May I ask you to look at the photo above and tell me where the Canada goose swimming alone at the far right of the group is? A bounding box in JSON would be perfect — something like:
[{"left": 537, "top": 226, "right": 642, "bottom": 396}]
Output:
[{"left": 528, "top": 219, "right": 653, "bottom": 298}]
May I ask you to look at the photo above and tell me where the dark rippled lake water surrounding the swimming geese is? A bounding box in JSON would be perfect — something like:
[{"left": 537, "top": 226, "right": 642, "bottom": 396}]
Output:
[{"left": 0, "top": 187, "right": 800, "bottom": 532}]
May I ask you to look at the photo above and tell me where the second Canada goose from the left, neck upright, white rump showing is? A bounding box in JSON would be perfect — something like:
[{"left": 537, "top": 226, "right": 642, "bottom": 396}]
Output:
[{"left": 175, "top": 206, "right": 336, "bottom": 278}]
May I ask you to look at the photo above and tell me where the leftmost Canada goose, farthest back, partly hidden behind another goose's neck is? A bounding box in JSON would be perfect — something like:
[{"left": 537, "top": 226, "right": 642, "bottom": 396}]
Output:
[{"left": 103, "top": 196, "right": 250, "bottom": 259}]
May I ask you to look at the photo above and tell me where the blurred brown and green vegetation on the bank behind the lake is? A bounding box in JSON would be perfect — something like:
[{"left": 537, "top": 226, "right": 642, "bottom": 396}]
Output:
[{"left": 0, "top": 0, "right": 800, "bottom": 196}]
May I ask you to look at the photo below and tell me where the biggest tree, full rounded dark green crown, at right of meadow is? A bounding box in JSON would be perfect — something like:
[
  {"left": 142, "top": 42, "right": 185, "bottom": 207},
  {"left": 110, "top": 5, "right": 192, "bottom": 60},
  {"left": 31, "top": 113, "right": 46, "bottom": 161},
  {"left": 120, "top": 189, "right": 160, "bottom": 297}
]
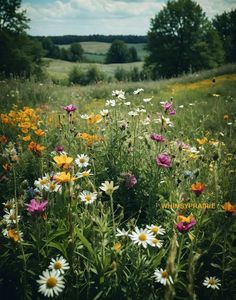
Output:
[{"left": 145, "top": 0, "right": 224, "bottom": 79}]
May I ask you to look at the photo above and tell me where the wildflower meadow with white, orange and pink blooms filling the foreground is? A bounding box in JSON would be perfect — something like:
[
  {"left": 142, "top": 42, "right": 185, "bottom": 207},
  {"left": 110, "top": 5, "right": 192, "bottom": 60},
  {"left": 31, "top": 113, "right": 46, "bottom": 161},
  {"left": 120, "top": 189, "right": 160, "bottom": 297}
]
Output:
[{"left": 0, "top": 67, "right": 236, "bottom": 300}]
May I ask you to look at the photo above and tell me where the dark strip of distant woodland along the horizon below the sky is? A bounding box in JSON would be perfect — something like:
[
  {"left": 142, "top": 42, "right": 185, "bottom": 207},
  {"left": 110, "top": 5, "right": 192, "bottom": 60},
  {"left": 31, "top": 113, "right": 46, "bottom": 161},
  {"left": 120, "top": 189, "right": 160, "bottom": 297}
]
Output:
[{"left": 34, "top": 34, "right": 147, "bottom": 45}]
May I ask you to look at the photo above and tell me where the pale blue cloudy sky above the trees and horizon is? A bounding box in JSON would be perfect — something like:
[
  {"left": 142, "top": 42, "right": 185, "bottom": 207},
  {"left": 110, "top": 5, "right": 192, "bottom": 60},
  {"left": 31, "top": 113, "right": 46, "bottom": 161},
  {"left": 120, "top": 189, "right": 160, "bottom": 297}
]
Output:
[{"left": 22, "top": 0, "right": 236, "bottom": 35}]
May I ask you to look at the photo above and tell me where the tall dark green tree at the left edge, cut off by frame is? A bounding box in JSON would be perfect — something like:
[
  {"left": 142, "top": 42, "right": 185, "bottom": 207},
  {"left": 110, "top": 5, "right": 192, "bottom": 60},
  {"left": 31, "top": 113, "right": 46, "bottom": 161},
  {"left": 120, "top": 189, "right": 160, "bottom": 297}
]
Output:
[{"left": 0, "top": 0, "right": 43, "bottom": 77}]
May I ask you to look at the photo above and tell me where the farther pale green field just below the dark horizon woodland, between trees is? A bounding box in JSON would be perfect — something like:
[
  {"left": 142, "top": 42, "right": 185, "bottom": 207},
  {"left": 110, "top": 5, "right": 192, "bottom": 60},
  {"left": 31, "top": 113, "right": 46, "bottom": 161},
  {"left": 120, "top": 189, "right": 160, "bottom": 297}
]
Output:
[{"left": 59, "top": 42, "right": 147, "bottom": 63}]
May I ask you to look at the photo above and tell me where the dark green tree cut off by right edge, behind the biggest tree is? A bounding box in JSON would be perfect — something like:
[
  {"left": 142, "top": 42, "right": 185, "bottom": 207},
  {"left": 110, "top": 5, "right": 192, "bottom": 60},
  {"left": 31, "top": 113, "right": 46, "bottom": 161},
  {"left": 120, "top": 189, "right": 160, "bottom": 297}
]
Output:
[{"left": 213, "top": 9, "right": 236, "bottom": 62}]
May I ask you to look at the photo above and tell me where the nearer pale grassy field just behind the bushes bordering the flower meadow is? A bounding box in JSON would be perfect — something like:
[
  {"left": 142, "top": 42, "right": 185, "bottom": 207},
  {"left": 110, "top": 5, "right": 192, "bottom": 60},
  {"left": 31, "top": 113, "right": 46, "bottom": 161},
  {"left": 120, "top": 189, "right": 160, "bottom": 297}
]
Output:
[{"left": 44, "top": 58, "right": 143, "bottom": 80}]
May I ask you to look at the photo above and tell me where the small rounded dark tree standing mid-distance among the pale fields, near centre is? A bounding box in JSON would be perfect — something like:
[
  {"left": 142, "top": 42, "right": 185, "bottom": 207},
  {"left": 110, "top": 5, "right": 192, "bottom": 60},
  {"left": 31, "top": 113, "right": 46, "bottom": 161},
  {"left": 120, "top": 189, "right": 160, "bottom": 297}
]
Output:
[{"left": 106, "top": 40, "right": 129, "bottom": 64}]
::::::::::
*TASK TO COMPLETE:* Reproduce the records in full, exactly as they appear, and show none of the pictures.

*RESPONSE:*
May I ask you to look at the photo above and tell me where the Canada goose swimming alone at the far right of the group is? A bounding box in JSON would be perfect — something like:
[{"left": 537, "top": 226, "right": 642, "bottom": 396}]
Output:
[{"left": 528, "top": 219, "right": 653, "bottom": 298}]
May I ask you to look at the photo above and tell me where the dark rippled lake water surrounding the swimming geese is? A bounding box in JSON would be perfect — something like:
[{"left": 537, "top": 226, "right": 642, "bottom": 396}]
Output:
[{"left": 0, "top": 187, "right": 800, "bottom": 532}]
May I ask you to look at the photo above and tell me where the second Canada goose from the left, neck upright, white rump showing is? A bounding box in JSON would be perfect — something like:
[{"left": 537, "top": 226, "right": 642, "bottom": 396}]
Output:
[{"left": 175, "top": 206, "right": 336, "bottom": 278}]
May I ask you to look at the photo above and tell me where the leftmost Canada goose, farthest back, partly hidden behind another goose's neck is? A bounding box in JSON would be perfect — something like:
[{"left": 537, "top": 226, "right": 642, "bottom": 396}]
Output:
[{"left": 103, "top": 196, "right": 250, "bottom": 259}]
May I ask you to look at the photo above and tell me where the blurred brown and green vegetation on the bank behind the lake is? A bounding box in JSON would be perfect — something like:
[{"left": 537, "top": 226, "right": 642, "bottom": 396}]
Output:
[{"left": 0, "top": 0, "right": 800, "bottom": 196}]
May I ask you to look at the photo below and tell me where the biggest tree, full rounded dark green crown, at right of meadow is? A bounding box in JSON would be perfect — something like:
[
  {"left": 142, "top": 42, "right": 185, "bottom": 207},
  {"left": 110, "top": 5, "right": 192, "bottom": 60},
  {"left": 31, "top": 113, "right": 46, "bottom": 161},
  {"left": 120, "top": 189, "right": 160, "bottom": 297}
]
Output:
[{"left": 145, "top": 0, "right": 224, "bottom": 79}]
May I ask you to look at the photo above and tell me where the wildflower meadow with white, orange and pink blooms filling the foreground is? A bounding box in JSON would be perfect — something like:
[
  {"left": 142, "top": 42, "right": 185, "bottom": 207},
  {"left": 110, "top": 5, "right": 192, "bottom": 60},
  {"left": 31, "top": 113, "right": 46, "bottom": 161},
  {"left": 120, "top": 189, "right": 160, "bottom": 297}
]
Output:
[{"left": 0, "top": 67, "right": 236, "bottom": 300}]
May I ask you to look at the photo above and tell me where the dark strip of distant woodland along the horizon below the sky is? A bounding box in JSON would be perfect — something like:
[
  {"left": 142, "top": 42, "right": 185, "bottom": 207},
  {"left": 110, "top": 5, "right": 192, "bottom": 60},
  {"left": 31, "top": 113, "right": 46, "bottom": 161},
  {"left": 120, "top": 189, "right": 160, "bottom": 297}
]
Output:
[{"left": 34, "top": 34, "right": 147, "bottom": 45}]
May I ask you to look at the photo above and tell me where the pale blue cloudy sky above the trees and horizon is? A bounding box in JSON would be perfect — something like:
[
  {"left": 142, "top": 42, "right": 185, "bottom": 207},
  {"left": 110, "top": 5, "right": 192, "bottom": 60},
  {"left": 31, "top": 113, "right": 46, "bottom": 161},
  {"left": 120, "top": 189, "right": 160, "bottom": 297}
]
Output:
[{"left": 22, "top": 0, "right": 236, "bottom": 35}]
May I ask you to look at the photo above and tell me where the tall dark green tree at the left edge, cut off by frame is? A bounding box in JSON would be perfect — something like:
[
  {"left": 142, "top": 42, "right": 185, "bottom": 207},
  {"left": 110, "top": 5, "right": 192, "bottom": 60},
  {"left": 31, "top": 113, "right": 46, "bottom": 161},
  {"left": 120, "top": 189, "right": 160, "bottom": 297}
]
Output:
[{"left": 0, "top": 0, "right": 43, "bottom": 77}]
May I ask you to look at the photo above and tell me where the farther pale green field just below the dark horizon woodland, between trees is? A bounding box in JSON would be perfect — something like:
[
  {"left": 142, "top": 42, "right": 185, "bottom": 207},
  {"left": 110, "top": 5, "right": 192, "bottom": 60},
  {"left": 31, "top": 113, "right": 46, "bottom": 161},
  {"left": 120, "top": 189, "right": 160, "bottom": 297}
]
Output:
[{"left": 59, "top": 42, "right": 147, "bottom": 63}]
May I ask you to look at the photo above and tell me where the dark green tree cut off by right edge, behind the biggest tree is? A bounding box in JSON would be perfect — something like:
[
  {"left": 142, "top": 42, "right": 185, "bottom": 207},
  {"left": 110, "top": 5, "right": 192, "bottom": 60},
  {"left": 31, "top": 113, "right": 46, "bottom": 161},
  {"left": 120, "top": 189, "right": 160, "bottom": 297}
]
Output:
[{"left": 213, "top": 9, "right": 236, "bottom": 62}]
May I ask you to look at the photo above and tell me where the nearer pale grassy field just behind the bushes bordering the flower meadow is? A bounding box in JSON would be perfect — something like:
[
  {"left": 142, "top": 42, "right": 185, "bottom": 207},
  {"left": 110, "top": 5, "right": 192, "bottom": 60},
  {"left": 31, "top": 113, "right": 46, "bottom": 161},
  {"left": 120, "top": 189, "right": 160, "bottom": 297}
]
Output:
[{"left": 44, "top": 58, "right": 143, "bottom": 80}]
May I ask you to look at the photo above and tell me where the small rounded dark tree standing mid-distance among the pale fields, near centre is? A bounding box in JSON would be perfect — something like:
[
  {"left": 142, "top": 42, "right": 185, "bottom": 207},
  {"left": 110, "top": 5, "right": 192, "bottom": 60},
  {"left": 31, "top": 113, "right": 46, "bottom": 161},
  {"left": 120, "top": 189, "right": 160, "bottom": 297}
]
Output:
[{"left": 106, "top": 40, "right": 129, "bottom": 64}]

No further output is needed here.